Publié le 4 Mar 2021 - 08:34
OUSMANE SONKO, SUR SA CONVOCATION PAR LE JUGE DU 8E CABINET

« Nous irons écouter le juge d’instruction »

 

Finalement, le leader de PASTEF-Les patriotes va déférer à la convocation du juge d’instruction du 8e cabinet. Il l’a confirmé, hier, lors d’une adresse aux Sénégalais.

 

Résister, oui ! Mais, de manière intelligente. C’est dans cette ligne de défense que s’inscrit le député Ousmane Sonko qui a décidé, après plusieurs concertations avec ses avocats et l’intervention de médiateurs épris de conservation de la paix sociale, de déférer aujourd’hui à la convocation du juge du 8e cabinet. « Les religieux, les partis politiques de l’opposition, la société civile, le bureau politique du parti PASTEF-Les Patriotes et tous les représentants de 45 départements, tous ont compris à chaque étape, nous devons adopter une stratégie. C’est l’ensemble de leurs recommandations qui ont abouti à la décision que j’annonce : demain, à l’heure contenue dans la convocation, nous irons répondre à la convocation ou écouter le juge du 8e cabinet », a annoncé le leader de PASTEF-Les Patriotes, hier, dans une nouvelle adresse aux Sénégalais, depuis son domicile.

Ousmane Sonko revient, ainsi sur sa décision de ne pas déférer à la convocation du juge d’instruction qui fait suite à la levée de son immunité parlementaire. Ce ne sera, toutefois pas de gaité de cœur pour celui qui a avoué ne plus avoir confiance en la justice. Sans pour autant mettre dans le même panier tous les magistrats.

« Lorsqu’on a un bon dossier, il ne faut pas donner la possibilité de créer d’autres dossiers à l’intérieur »

L’audition de ce matin répondra, selon le député, à un mal nécessaire : l’obligation de ne point offrir une nouvelle fenêtre de tir aux « comploteurs » qu’il pointe du doigt, depuis l’éclatement de cette affaire. « Lorsqu’on a un bon dossier, il ne faut pas donner la possibilité de créer d’autres dossiers à l’intérieur. Si je ne défère pas à la convocation, la conséquence serait peut-être un mandat d’amener. L’armée qui sera envoyée pour me récupérer peut trouver une résistance à chez moi, même si je n’en suis pas l’auteur.  Même en l’absence de résistance, ils pourront la formater pour nous mettre sur le dos un délit de rébellion. Ce qui peut mener à un jugement direct en flagrant délit, une condamnation à six mois et le casier judiciaire est sali », justifie-t-il.

_Données brutes:_

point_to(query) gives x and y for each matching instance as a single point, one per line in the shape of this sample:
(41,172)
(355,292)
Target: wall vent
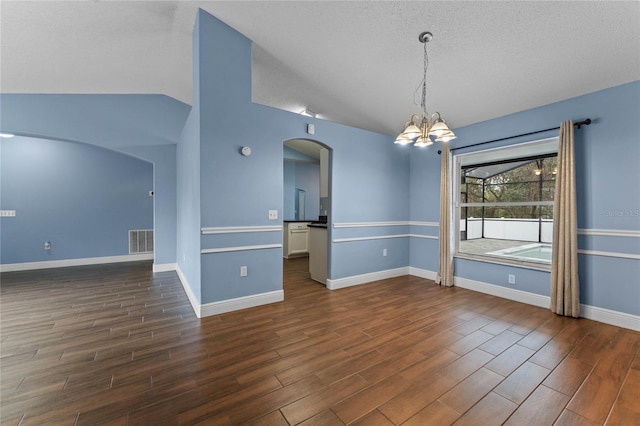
(140,241)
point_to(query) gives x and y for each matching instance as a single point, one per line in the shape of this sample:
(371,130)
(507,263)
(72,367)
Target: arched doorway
(306,209)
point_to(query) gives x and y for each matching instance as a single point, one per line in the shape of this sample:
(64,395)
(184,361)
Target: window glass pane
(504,231)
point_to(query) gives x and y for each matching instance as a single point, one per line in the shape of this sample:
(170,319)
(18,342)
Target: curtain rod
(578,124)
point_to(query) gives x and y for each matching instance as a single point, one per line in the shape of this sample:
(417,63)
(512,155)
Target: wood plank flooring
(118,345)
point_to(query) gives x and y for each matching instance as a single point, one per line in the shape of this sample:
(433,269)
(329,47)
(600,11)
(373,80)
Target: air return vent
(140,241)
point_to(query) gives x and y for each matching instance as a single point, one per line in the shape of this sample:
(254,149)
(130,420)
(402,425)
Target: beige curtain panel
(444,277)
(565,288)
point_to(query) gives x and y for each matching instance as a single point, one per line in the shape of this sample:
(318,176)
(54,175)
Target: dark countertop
(318,225)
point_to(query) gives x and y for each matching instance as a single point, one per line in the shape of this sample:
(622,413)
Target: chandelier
(423,129)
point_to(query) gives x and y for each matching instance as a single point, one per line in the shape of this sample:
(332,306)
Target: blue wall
(607,175)
(81,198)
(145,126)
(370,179)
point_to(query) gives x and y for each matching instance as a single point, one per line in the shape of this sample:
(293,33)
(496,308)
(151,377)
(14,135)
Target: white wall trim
(609,232)
(378,237)
(431,237)
(240,248)
(608,316)
(164,267)
(240,229)
(64,263)
(595,313)
(230,305)
(366,278)
(368,224)
(610,254)
(504,292)
(187,289)
(414,223)
(422,273)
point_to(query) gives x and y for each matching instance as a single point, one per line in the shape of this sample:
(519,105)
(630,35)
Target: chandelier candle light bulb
(422,128)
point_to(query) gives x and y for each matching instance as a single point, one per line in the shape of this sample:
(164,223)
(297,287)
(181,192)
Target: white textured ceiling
(356,63)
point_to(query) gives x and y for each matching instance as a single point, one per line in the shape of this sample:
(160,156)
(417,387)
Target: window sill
(526,264)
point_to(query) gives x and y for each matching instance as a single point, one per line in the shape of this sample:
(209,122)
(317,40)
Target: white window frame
(520,150)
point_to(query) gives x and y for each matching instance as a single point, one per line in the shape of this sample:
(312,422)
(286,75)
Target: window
(504,203)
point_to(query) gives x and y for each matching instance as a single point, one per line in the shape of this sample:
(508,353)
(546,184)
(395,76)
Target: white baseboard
(164,267)
(366,278)
(187,289)
(230,305)
(29,266)
(607,316)
(223,306)
(504,292)
(422,273)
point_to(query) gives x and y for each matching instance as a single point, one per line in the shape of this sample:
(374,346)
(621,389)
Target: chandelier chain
(424,80)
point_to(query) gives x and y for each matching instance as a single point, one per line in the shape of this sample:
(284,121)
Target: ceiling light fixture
(422,128)
(308,113)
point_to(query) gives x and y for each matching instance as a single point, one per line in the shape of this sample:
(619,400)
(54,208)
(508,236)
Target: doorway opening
(306,212)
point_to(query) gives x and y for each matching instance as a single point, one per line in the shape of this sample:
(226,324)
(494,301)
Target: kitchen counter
(318,252)
(318,225)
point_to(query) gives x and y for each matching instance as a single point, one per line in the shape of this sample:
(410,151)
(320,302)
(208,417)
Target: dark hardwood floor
(118,345)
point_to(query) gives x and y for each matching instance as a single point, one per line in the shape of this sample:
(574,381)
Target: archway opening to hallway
(306,212)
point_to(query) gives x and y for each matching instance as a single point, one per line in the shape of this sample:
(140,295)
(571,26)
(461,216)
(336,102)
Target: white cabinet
(324,173)
(318,254)
(296,239)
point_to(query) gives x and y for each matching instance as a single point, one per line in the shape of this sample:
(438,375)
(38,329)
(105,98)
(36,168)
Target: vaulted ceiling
(353,62)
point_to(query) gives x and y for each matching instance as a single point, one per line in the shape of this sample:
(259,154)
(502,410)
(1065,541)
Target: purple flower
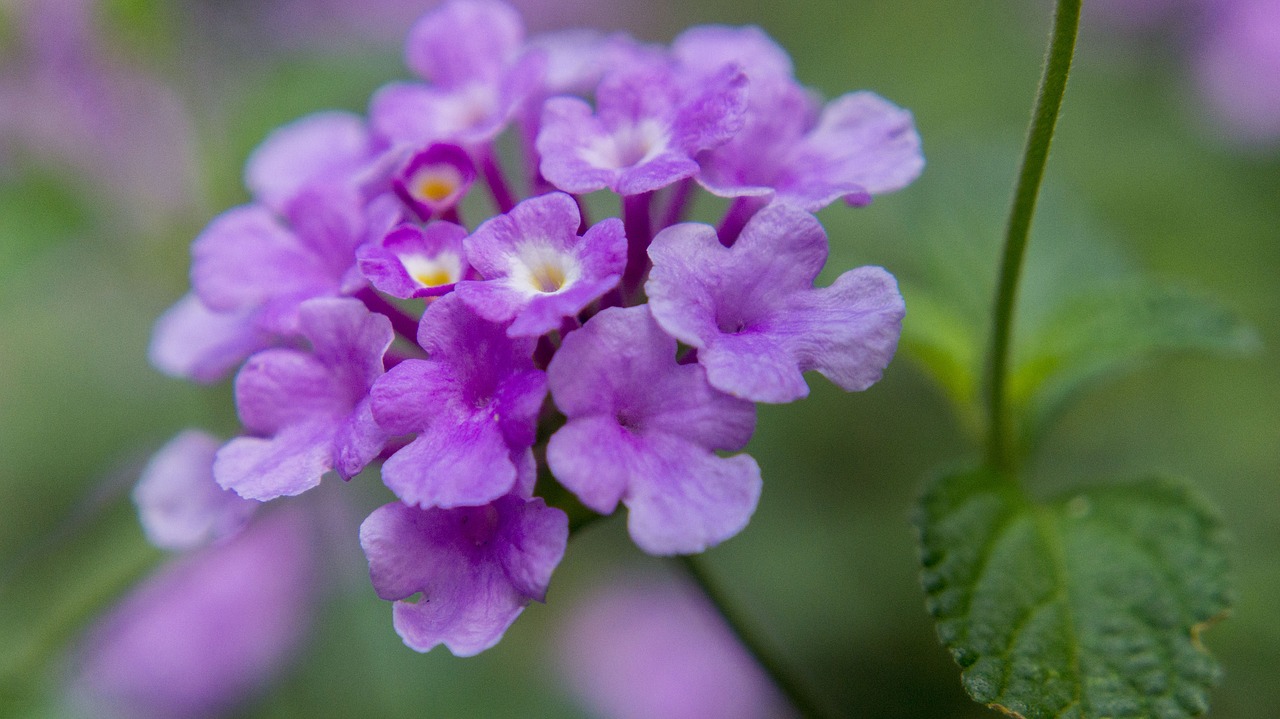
(650,123)
(860,145)
(472,54)
(206,631)
(316,150)
(1239,69)
(248,260)
(434,181)
(415,261)
(311,411)
(644,430)
(179,503)
(754,316)
(472,403)
(475,567)
(638,650)
(536,269)
(193,342)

_Consigne:_ Résumez en deux phrases l'article sur la convocation d'Ousmane Sonko par le juge du 8e cabinet.

_Réponse:_ Après des concertations avec ses avocats et l'intervention de médiateurs, le député Ousmane Sonko, leader de PASTEF-Les Patriotes, a annoncé qu'il déférerait à la convocation du juge d'instruction du 8e cabinet. Il revient ainsi sur sa décision initiale, malgré sa perte de confiance en la justice, afin de ne pas offrir aux « comploteurs » l'occasion d'un mandat d'amener, d'une accusation de rébellion et d'une condamnation à six mois.